- [WHAT YOU HAVE TO DO]: Repeat all the data exactly, and where a record holds a picture, leave that picture out.

- [DATA EXCERPTS]:
::::::::

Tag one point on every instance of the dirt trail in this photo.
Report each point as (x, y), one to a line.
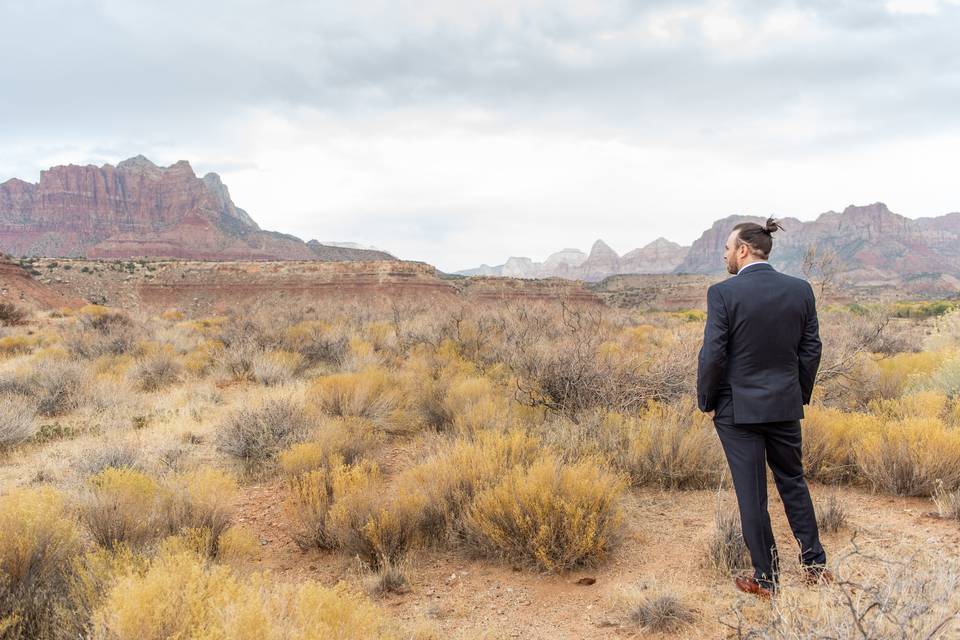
(665, 536)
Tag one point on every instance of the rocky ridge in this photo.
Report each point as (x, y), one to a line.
(139, 209)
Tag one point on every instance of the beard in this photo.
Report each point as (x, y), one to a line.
(732, 267)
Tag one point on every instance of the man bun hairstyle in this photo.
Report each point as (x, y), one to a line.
(758, 237)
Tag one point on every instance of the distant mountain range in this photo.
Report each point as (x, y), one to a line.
(138, 209)
(871, 244)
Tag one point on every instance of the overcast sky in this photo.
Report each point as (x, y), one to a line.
(460, 133)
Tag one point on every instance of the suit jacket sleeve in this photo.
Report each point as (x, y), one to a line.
(713, 354)
(808, 353)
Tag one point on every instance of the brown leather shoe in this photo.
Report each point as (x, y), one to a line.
(750, 585)
(817, 575)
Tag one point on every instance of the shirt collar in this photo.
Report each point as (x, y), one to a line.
(751, 264)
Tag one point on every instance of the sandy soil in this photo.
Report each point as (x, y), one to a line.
(664, 548)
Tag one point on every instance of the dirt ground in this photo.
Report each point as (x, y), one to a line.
(664, 548)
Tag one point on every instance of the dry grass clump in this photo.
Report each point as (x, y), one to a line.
(726, 551)
(16, 419)
(157, 371)
(454, 475)
(672, 446)
(550, 515)
(256, 435)
(181, 596)
(271, 368)
(369, 393)
(128, 508)
(344, 506)
(18, 344)
(829, 440)
(101, 331)
(310, 496)
(318, 342)
(379, 529)
(60, 386)
(655, 610)
(831, 515)
(909, 457)
(120, 455)
(901, 593)
(125, 507)
(676, 447)
(202, 502)
(947, 502)
(346, 439)
(39, 540)
(11, 315)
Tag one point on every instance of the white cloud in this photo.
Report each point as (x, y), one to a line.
(462, 132)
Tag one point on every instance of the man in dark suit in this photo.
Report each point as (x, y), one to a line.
(760, 354)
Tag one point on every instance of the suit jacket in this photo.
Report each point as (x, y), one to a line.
(761, 347)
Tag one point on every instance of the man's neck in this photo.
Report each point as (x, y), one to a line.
(750, 263)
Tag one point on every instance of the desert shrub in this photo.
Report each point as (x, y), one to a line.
(18, 344)
(11, 314)
(156, 371)
(310, 496)
(676, 447)
(426, 380)
(924, 309)
(255, 435)
(100, 332)
(475, 405)
(656, 610)
(275, 367)
(831, 514)
(550, 515)
(944, 379)
(672, 446)
(378, 529)
(16, 419)
(903, 371)
(60, 386)
(125, 507)
(236, 359)
(346, 439)
(237, 544)
(452, 476)
(38, 542)
(829, 440)
(121, 455)
(369, 393)
(898, 593)
(947, 502)
(726, 551)
(181, 596)
(922, 404)
(172, 315)
(317, 342)
(909, 457)
(202, 501)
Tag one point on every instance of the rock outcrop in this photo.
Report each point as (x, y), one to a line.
(871, 244)
(204, 286)
(137, 209)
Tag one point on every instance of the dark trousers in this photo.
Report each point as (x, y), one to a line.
(749, 449)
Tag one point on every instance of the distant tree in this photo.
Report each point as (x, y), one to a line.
(820, 266)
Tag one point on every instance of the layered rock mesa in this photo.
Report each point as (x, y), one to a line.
(18, 286)
(870, 244)
(203, 286)
(138, 209)
(660, 256)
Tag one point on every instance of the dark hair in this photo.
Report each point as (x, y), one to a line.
(759, 237)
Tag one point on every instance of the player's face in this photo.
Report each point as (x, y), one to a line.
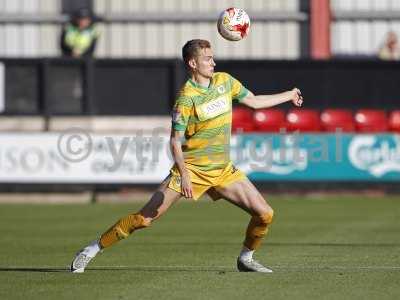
(204, 63)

::::::::

- [ANSWER SECTION]:
Tag one point on every instance of the dirt trail in this photo.
Report each point as (x, y), one to a line.
(665, 536)
Tag one point on every instance of the rocky ridge in this photo.
Report each point as (x, y), one to a line.
(139, 209)
Tag one point on every instance of the beard in this photo.
Report each point as (x, y), one to a line.
(732, 267)
Tag one point on every instance of the man bun hairstyle in this photo.
Report each point as (x, y), one to a line.
(758, 237)
Tag one point on every instance of the distant mountain range in this photo.
Report each point as (x, y), one to a line.
(138, 209)
(871, 244)
Tag one point on every instance of the overcast sky in this photo.
Report each point as (x, y), one to a line.
(460, 133)
Tag one point on every instance of the suit jacket sleeve in this photo.
Report each point as (x, y), one to a line.
(713, 354)
(808, 353)
Tag one point on every instance of the brown leather shoe in this photo.
Report each point as (x, y), one to a line.
(750, 585)
(817, 575)
Tag one point on every instance of the shirt collar in this photo.
Report each point as (x, y), one to a line.
(751, 264)
Tag one point on every instance of the sandy soil in this photo.
Report each point as (x, y), one to a line.
(664, 548)
Tag one point on every instance of the dirt ground in this photo.
Report each point as (x, y), one to a line.
(664, 548)
Tag one point on every instance of the dry grass clump in this photo.
Report each point as (x, y), one to a line.
(726, 551)
(16, 419)
(157, 371)
(454, 475)
(672, 446)
(550, 515)
(256, 435)
(181, 596)
(271, 368)
(369, 393)
(128, 508)
(344, 506)
(18, 344)
(829, 440)
(101, 331)
(310, 496)
(318, 342)
(379, 529)
(60, 386)
(655, 610)
(831, 515)
(909, 457)
(120, 455)
(901, 593)
(125, 507)
(676, 447)
(202, 502)
(947, 502)
(346, 439)
(39, 540)
(11, 315)
Tag one point on every instance of the white cloud in this photo.
Report each point as (x, y), one to a line.
(462, 132)
Tag one point on every instance of the man in dark suit in this photo.
Report each point as (x, y), one to a line.
(760, 354)
Tag one point on every instance of the suit jacket in this photo.
Report each point as (x, y), one to a line.
(761, 347)
Tag one point on every instance of the man's neck in this photo.
Report each point as (x, y), one to a line.
(750, 263)
Tag one point on every instance of the desert shrub in this photo.
Report each point as (x, y), one to a line.
(18, 344)
(11, 314)
(156, 371)
(310, 496)
(676, 447)
(426, 380)
(924, 309)
(255, 435)
(100, 332)
(475, 405)
(656, 610)
(275, 367)
(831, 514)
(550, 515)
(944, 379)
(672, 446)
(378, 529)
(16, 419)
(903, 371)
(60, 386)
(125, 507)
(236, 359)
(346, 439)
(237, 544)
(452, 476)
(38, 542)
(829, 440)
(121, 455)
(369, 393)
(898, 593)
(947, 502)
(726, 551)
(181, 596)
(922, 404)
(172, 315)
(317, 342)
(909, 457)
(202, 501)
Tag one point on every instance of the rock outcrop in this photo.
Report each point as (x, y), one to a line.
(871, 244)
(204, 286)
(137, 209)
Tag one point on every instance of the dark trousers in this photo.
Report each point as (x, y), one to a line.
(749, 449)
Tag one point on every instance of the distant tree in this photo.
Report each point as (x, y), one to a line.
(820, 266)
Tag one point on every instance of the layered rock mesa in this photo.
Report each point as (x, y), one to a line.
(18, 286)
(870, 244)
(203, 286)
(138, 209)
(660, 256)
Tag one point on every instance of the dark hair in this photo.
Report each point as (x, y), one to a line.
(759, 237)
Tag one point on every instance of the player's face in this photo.
Report each point as (x, y), one to a line.
(204, 63)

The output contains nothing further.